#### [Exercise goal]
Please turn the material below into a numbered list of its lines, with blank lines and pictures left out.

#### [Task input]
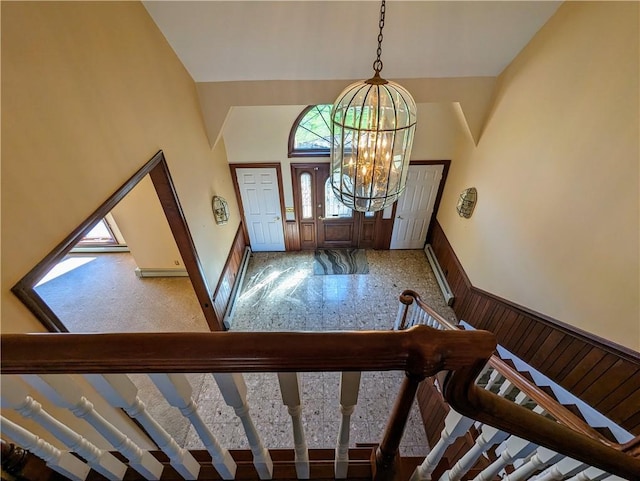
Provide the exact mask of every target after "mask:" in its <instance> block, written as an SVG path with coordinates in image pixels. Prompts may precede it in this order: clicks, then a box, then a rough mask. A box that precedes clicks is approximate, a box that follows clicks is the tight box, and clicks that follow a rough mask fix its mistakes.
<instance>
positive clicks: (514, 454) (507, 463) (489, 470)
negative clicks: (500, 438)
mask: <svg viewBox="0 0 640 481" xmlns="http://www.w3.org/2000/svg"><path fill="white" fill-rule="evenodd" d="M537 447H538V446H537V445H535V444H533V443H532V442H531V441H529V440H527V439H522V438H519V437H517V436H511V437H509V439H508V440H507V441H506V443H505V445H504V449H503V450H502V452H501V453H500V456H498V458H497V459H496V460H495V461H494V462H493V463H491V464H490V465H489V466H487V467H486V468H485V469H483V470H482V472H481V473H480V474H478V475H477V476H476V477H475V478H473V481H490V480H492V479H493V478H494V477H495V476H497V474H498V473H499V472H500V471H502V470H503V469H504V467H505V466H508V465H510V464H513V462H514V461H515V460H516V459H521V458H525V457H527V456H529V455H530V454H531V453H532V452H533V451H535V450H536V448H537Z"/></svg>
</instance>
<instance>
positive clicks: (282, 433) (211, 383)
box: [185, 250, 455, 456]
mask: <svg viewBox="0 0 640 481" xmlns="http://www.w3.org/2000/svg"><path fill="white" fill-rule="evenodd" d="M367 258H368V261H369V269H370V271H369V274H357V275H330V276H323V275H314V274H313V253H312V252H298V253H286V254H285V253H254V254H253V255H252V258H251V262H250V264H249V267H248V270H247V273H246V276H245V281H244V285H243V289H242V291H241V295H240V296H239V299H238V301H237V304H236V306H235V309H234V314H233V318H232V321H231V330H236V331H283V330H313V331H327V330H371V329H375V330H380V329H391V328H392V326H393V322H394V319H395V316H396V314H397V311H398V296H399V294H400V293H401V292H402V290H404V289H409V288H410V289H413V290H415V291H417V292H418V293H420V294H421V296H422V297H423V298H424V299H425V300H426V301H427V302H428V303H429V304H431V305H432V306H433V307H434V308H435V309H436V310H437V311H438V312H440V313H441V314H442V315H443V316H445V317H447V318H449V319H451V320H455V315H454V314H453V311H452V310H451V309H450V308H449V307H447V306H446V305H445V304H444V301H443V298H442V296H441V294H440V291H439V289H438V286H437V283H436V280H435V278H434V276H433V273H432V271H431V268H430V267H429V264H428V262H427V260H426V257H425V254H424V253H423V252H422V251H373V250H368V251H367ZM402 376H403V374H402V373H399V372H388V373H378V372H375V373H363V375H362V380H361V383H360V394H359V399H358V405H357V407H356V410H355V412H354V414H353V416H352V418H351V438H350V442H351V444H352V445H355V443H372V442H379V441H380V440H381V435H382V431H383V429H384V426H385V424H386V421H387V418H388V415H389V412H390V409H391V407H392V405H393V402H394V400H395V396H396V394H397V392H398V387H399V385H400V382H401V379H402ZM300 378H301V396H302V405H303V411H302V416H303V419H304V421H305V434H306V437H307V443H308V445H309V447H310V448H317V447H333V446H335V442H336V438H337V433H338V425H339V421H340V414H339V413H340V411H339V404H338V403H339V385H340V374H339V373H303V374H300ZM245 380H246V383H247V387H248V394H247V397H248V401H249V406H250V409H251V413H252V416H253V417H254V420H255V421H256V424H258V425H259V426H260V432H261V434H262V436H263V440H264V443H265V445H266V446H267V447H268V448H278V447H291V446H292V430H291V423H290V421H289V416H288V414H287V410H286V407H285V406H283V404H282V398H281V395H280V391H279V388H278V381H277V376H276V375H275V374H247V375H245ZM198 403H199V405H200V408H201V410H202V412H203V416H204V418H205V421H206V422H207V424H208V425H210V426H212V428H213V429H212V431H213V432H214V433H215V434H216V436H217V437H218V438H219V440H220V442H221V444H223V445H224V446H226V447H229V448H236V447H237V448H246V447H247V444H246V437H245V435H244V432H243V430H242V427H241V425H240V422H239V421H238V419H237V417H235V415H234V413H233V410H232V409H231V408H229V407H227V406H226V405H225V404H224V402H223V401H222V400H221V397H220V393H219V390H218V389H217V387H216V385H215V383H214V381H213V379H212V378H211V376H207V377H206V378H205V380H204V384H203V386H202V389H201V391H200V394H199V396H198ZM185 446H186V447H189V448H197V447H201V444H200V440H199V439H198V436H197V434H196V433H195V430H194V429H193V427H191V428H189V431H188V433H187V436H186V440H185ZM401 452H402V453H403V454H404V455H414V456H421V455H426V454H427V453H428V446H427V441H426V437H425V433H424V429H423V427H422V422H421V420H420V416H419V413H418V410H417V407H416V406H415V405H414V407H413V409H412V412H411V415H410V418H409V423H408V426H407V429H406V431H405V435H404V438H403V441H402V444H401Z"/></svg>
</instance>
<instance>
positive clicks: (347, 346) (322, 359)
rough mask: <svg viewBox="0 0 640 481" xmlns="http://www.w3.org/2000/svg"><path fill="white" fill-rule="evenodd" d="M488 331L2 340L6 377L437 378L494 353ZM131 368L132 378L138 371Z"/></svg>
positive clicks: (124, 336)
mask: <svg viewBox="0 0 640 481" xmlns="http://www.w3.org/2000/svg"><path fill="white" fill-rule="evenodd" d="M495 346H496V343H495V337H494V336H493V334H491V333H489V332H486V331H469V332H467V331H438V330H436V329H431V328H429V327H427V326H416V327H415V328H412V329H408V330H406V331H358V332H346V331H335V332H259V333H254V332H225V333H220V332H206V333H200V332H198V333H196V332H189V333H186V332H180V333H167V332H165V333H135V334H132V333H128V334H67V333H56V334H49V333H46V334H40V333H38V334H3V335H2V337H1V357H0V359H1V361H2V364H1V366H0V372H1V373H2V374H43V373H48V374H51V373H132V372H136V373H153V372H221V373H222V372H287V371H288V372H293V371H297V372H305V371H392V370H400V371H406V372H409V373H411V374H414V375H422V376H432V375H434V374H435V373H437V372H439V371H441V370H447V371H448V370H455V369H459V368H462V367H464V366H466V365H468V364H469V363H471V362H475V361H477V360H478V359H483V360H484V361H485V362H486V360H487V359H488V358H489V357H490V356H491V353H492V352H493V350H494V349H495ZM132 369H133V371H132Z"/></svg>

#### [Result of this exercise]
1. Provide the exact mask of every target after "mask:" in its <instance> block, written as an SVG path with coordinates in image pixels. Prompts may precede it in this order: clicks, then a box, then a rough mask. A box that precedes clicks is approximate, a box that follows clicks is the tight box, and clicks that follow a rough mask fix its mistakes.
2. <instance>
3. positive clicks: (514, 454) (507, 463) (489, 470)
4. negative clicks: (500, 438)
5. mask: <svg viewBox="0 0 640 481" xmlns="http://www.w3.org/2000/svg"><path fill="white" fill-rule="evenodd" d="M537 447H538V446H537V445H535V444H533V443H532V442H531V441H529V440H527V439H522V438H519V437H517V436H511V437H509V439H508V440H507V441H506V443H505V445H504V449H503V450H502V452H501V453H500V456H498V458H497V459H496V460H495V461H494V462H493V463H491V464H490V465H489V466H487V467H486V468H485V469H483V470H482V472H481V473H480V474H478V475H477V476H476V477H475V478H473V481H490V480H492V479H493V478H494V477H495V476H497V474H498V473H499V472H500V471H502V470H503V469H504V467H505V466H508V465H510V464H513V462H514V461H515V460H516V459H521V458H525V457H527V456H529V455H530V454H531V453H532V452H533V451H535V450H536V448H537Z"/></svg>
6. </instance>
7. <instance>
8. positive clicks: (282, 433) (211, 383)
9. box: [185, 250, 455, 456]
10. mask: <svg viewBox="0 0 640 481" xmlns="http://www.w3.org/2000/svg"><path fill="white" fill-rule="evenodd" d="M367 258H368V261H369V269H370V271H369V274H357V275H330V276H323V275H314V274H313V253H312V252H298V253H286V254H285V253H254V254H253V255H252V258H251V262H250V264H249V267H248V270H247V273H246V276H245V281H244V285H243V289H242V291H241V295H240V296H239V299H238V301H237V304H236V306H235V309H234V314H233V318H232V321H231V330H236V331H283V330H313V331H327V330H371V329H375V330H380V329H391V328H392V326H393V322H394V319H395V316H396V314H397V311H398V296H399V294H400V293H401V292H402V290H404V289H409V288H410V289H413V290H415V291H417V292H418V293H420V294H421V296H422V297H423V298H424V299H425V300H426V301H427V302H428V303H429V304H431V305H432V306H433V307H434V308H435V309H436V310H437V311H438V312H440V313H441V314H442V315H443V316H445V317H447V318H449V319H451V320H455V315H454V314H453V311H452V310H451V309H450V308H449V307H447V306H446V305H445V304H444V301H443V298H442V296H441V294H440V291H439V289H438V286H437V283H436V280H435V278H434V276H433V273H432V271H431V268H430V267H429V264H428V262H427V260H426V257H425V254H424V253H423V252H422V251H373V250H368V251H367ZM402 376H403V374H402V373H399V372H388V373H378V372H375V373H363V375H362V380H361V383H360V394H359V399H358V405H357V407H356V410H355V412H354V414H353V416H352V418H351V438H350V442H351V444H352V445H355V443H372V442H379V441H380V440H381V435H382V431H383V429H384V426H385V424H386V421H387V418H388V415H389V412H390V409H391V407H392V405H393V402H394V400H395V396H396V394H397V392H398V387H399V385H400V382H401V379H402ZM300 378H301V396H302V405H303V411H302V416H303V419H304V421H305V434H306V437H307V443H308V445H309V447H310V448H317V447H333V446H335V442H336V438H337V433H338V425H339V421H340V414H339V413H340V411H339V404H338V403H339V385H340V374H339V373H303V374H300ZM245 380H246V383H247V387H248V394H247V397H248V401H249V406H250V409H251V413H252V416H253V417H254V420H255V421H256V424H258V425H259V426H260V432H261V434H262V436H263V440H264V443H265V445H266V446H267V447H268V448H278V447H291V446H292V430H291V423H290V421H289V416H288V414H287V410H286V407H285V406H283V404H282V398H281V395H280V391H279V388H278V381H277V376H276V375H275V374H247V375H245ZM198 403H199V405H200V408H201V410H202V412H203V416H204V418H205V421H206V422H207V424H208V425H210V426H212V428H213V429H212V431H213V432H214V433H215V434H216V436H217V437H218V438H219V440H220V442H221V444H223V445H224V446H226V447H229V448H236V447H237V448H246V447H247V444H246V437H245V435H244V432H243V430H242V427H241V425H240V422H239V421H238V419H237V417H235V415H234V413H233V410H232V409H231V408H229V407H227V406H226V405H225V404H224V402H223V401H222V400H221V397H220V393H219V390H218V389H217V387H216V385H215V383H214V381H213V379H212V378H211V376H207V377H206V378H205V380H204V384H203V386H202V389H201V391H200V394H199V396H198ZM185 446H186V447H189V448H197V447H201V444H200V440H199V439H198V436H197V434H196V433H195V430H194V429H193V427H191V428H189V431H188V433H187V436H186V440H185ZM401 452H402V453H403V454H404V455H414V456H421V455H426V454H427V453H428V446H427V441H426V437H425V433H424V429H423V427H422V422H421V420H420V416H419V413H418V410H417V407H416V406H415V405H414V407H413V409H412V412H411V415H410V418H409V423H408V426H407V429H406V431H405V435H404V438H403V441H402V444H401Z"/></svg>
11. </instance>
12. <instance>
13. positive clicks: (347, 346) (322, 359)
14. rough mask: <svg viewBox="0 0 640 481" xmlns="http://www.w3.org/2000/svg"><path fill="white" fill-rule="evenodd" d="M488 331L2 340L6 377L437 378L494 353ZM131 368L132 378L138 371Z"/></svg>
15. positive clicks: (124, 336)
16. mask: <svg viewBox="0 0 640 481" xmlns="http://www.w3.org/2000/svg"><path fill="white" fill-rule="evenodd" d="M495 346H496V343H495V337H494V336H493V334H491V333H489V332H486V331H469V332H467V331H438V330H436V329H431V328H429V327H427V326H416V327H415V328H412V329H408V330H406V331H358V332H346V331H335V332H259V333H254V332H225V333H220V332H206V333H200V332H198V333H196V332H189V333H186V332H180V333H167V332H165V333H135V334H132V333H128V334H67V333H56V334H49V333H46V334H40V333H38V334H3V335H2V337H1V357H0V359H1V361H2V364H1V366H0V372H1V373H2V374H43V373H48V374H51V373H132V372H136V373H153V372H221V373H222V372H287V371H288V372H293V371H297V372H305V371H392V370H400V371H406V372H409V373H411V374H414V375H422V376H432V375H434V374H435V373H437V372H439V371H441V370H447V371H448V370H455V369H459V368H462V367H464V366H466V365H468V364H469V363H471V362H475V361H477V360H478V359H483V360H484V361H485V362H486V360H487V359H488V358H489V357H490V356H491V353H492V352H493V350H494V349H495ZM132 369H133V371H132Z"/></svg>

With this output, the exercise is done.